• _Entries on locating named things_:
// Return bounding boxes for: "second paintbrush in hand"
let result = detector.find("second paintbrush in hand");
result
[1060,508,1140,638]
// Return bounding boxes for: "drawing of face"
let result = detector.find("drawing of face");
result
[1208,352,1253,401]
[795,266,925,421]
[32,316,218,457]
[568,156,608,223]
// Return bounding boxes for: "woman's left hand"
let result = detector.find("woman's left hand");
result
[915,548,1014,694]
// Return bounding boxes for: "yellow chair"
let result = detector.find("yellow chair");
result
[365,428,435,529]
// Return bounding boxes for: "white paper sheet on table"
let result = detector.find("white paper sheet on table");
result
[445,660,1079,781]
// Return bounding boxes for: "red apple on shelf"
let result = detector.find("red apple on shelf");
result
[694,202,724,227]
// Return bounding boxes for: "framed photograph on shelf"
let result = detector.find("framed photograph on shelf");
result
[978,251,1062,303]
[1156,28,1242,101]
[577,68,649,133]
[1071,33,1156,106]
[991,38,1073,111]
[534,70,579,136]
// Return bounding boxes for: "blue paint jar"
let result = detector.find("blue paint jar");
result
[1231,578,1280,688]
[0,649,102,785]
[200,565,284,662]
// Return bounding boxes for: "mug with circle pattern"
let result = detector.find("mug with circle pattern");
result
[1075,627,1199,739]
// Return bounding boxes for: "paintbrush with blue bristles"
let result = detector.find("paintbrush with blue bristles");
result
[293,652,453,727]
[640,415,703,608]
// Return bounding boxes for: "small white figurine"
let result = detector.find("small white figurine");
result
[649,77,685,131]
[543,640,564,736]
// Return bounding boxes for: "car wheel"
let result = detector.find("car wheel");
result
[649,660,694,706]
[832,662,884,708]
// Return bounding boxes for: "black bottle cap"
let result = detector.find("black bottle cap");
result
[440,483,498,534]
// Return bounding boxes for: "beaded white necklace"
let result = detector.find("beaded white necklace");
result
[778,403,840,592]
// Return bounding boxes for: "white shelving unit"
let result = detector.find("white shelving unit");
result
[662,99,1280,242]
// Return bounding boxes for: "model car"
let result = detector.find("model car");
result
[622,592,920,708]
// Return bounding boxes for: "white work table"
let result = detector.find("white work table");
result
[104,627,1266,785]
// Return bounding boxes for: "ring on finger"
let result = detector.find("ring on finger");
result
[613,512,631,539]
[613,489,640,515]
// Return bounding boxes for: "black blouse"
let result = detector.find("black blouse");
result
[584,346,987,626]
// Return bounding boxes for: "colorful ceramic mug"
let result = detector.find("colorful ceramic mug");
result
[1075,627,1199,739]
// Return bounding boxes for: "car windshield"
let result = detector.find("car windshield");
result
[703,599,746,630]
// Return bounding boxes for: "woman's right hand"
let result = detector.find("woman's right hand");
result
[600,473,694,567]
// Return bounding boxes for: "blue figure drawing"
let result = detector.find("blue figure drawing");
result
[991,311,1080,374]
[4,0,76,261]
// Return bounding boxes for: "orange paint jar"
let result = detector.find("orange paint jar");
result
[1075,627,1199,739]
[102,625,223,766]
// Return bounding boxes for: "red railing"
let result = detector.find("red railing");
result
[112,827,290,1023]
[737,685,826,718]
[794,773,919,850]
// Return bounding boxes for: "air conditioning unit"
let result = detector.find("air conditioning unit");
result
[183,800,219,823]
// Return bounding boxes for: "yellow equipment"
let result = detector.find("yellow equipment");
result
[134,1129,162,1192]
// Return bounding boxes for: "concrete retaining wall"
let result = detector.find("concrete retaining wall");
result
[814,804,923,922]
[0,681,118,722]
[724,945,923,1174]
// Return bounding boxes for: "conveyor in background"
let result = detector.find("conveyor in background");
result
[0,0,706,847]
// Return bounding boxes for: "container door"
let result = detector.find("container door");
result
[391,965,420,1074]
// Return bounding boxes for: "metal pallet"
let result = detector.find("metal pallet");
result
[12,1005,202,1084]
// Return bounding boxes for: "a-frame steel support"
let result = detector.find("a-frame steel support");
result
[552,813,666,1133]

• _EXERCISE GOAL_: Please copy out all of the data above verbatim, keeping every line unchanged.

• _WRITTEN ANSWER_:
// Return bounding boxes for: "second paintbrush in hand"
let result = detector.find("second paintbrush in hand");
result
[1060,508,1140,638]
// Return bounding boxes for: "drawing of face"
let result = detector.find("drawing of face");
result
[1208,352,1253,401]
[795,266,925,421]
[32,316,218,457]
[568,156,608,223]
// Return bounding boxes for: "woman's left hand"
let result = detector.find("woman's left hand");
result
[915,548,1014,694]
// Return bounding boxes for: "yellow chair"
let result = detector.find("yellow chair");
result
[365,428,435,529]
// Return bounding boxes for: "white paper sheet on table"
let result = detector.find("white paper sheet on table");
result
[445,660,1079,781]
// Return bounding boxes for: "red apple on shelf"
let result = detector.find("red apple on shelf");
result
[694,202,724,227]
// Return bounding boxes for: "framed photograph on shelf"
let result = detector.find("framed photograph on shelf");
result
[978,251,1062,303]
[1156,28,1242,101]
[577,68,649,133]
[1071,33,1156,106]
[991,38,1073,111]
[534,70,579,136]
// Return bounding boxes for: "blue paint jar"
let result = detector.find("blue paint jar");
result
[1231,578,1280,688]
[0,649,102,785]
[200,565,284,662]
// Return bounding boxes for: "mug with circle pattern"
let result = detector.find("mug with circle pattern");
result
[1075,627,1199,739]
// Return bounding boxes for: "paintbrush with blue bristles"
let result = detector.find("paintbrush with blue bristles");
result
[293,652,453,727]
[640,415,703,608]
// Return bounding boxes for: "small white figurine"
let result = detector.find("small white figurine");
result
[649,77,685,131]
[543,640,564,736]
// Return bounding boxes for: "car wheel"
let result = detector.find("car wheel");
result
[649,660,694,706]
[832,662,884,708]
// Return bounding boxes for: "black bottle cap"
let result = detector.find("black bottle cap");
result
[440,483,498,534]
// Return bounding boxes for: "beaded white necklace"
let result = detector.find("beaded white necklace");
result
[778,403,840,592]
// Return bounding boxes for: "white shelving unit"
let result = detector.find("white shelving unit");
result
[662,99,1280,242]
// Return bounding boxes for: "model car"
let result = detector.find("model car");
result
[622,592,920,708]
// Return bounding boxes for: "white work table"
let result = detector.find("white work table");
result
[104,627,1266,785]
// Return bounding boxes for: "ring on finger"
let result = detector.find("ring on finger");
result
[613,512,631,539]
[613,489,640,515]
// Return bounding boxes for: "black blouse"
let result = detector.find("black blouse");
result
[584,346,987,626]
// Return bounding boxes for: "colorful ceramic mug"
let result = detector.find("colorful ceramic mug");
result
[1075,627,1199,739]
// Return bounding boxes for: "car windshield"
let result = detector.find("car windshield");
result
[703,599,746,630]
// Return bounding boxes for: "woman's right hand"
let result = detector.find("woman's right hand");
result
[600,473,694,567]
// Return bounding boxes for: "blue figure drawing"
let result = detector.find("blue figure drawing");
result
[991,311,1080,374]
[4,0,76,261]
// Return bounding boxes for: "orange paint jar"
let result = detector.find("orange paint jar");
result
[1075,627,1199,739]
[102,625,223,766]
// Return bounding boxes for: "red railing"
let result = detector.find("red railing");
result
[112,827,290,1023]
[737,685,826,718]
[794,773,919,850]
// Return bounding boxes for: "air conditioning unit"
let result = detector.find("air conditioning unit");
result
[183,800,219,823]
// Return bounding boxes for: "yellow equipment"
let result = detector.find("yellow equipment");
result
[134,1129,162,1192]
// Return bounding boxes for: "concrete retaining wall"
let result = detector.find("concrete retaining wall");
result
[814,804,923,922]
[0,681,118,722]
[724,945,923,1174]
// Return bounding boxes for: "conveyor in background"
let result = detector.find("conveyor in background");
result
[0,0,706,847]
// Return bounding boxes for: "container door"
let result = detector.find("container door");
result
[391,965,420,1074]
// Return bounding boxes for: "metal pallet"
let result = detector.find("metal pallet");
result
[12,1005,202,1084]
// Return bounding boxes for: "a-frame steel support"
let result = detector.find("a-frame steel support");
result
[552,813,666,1133]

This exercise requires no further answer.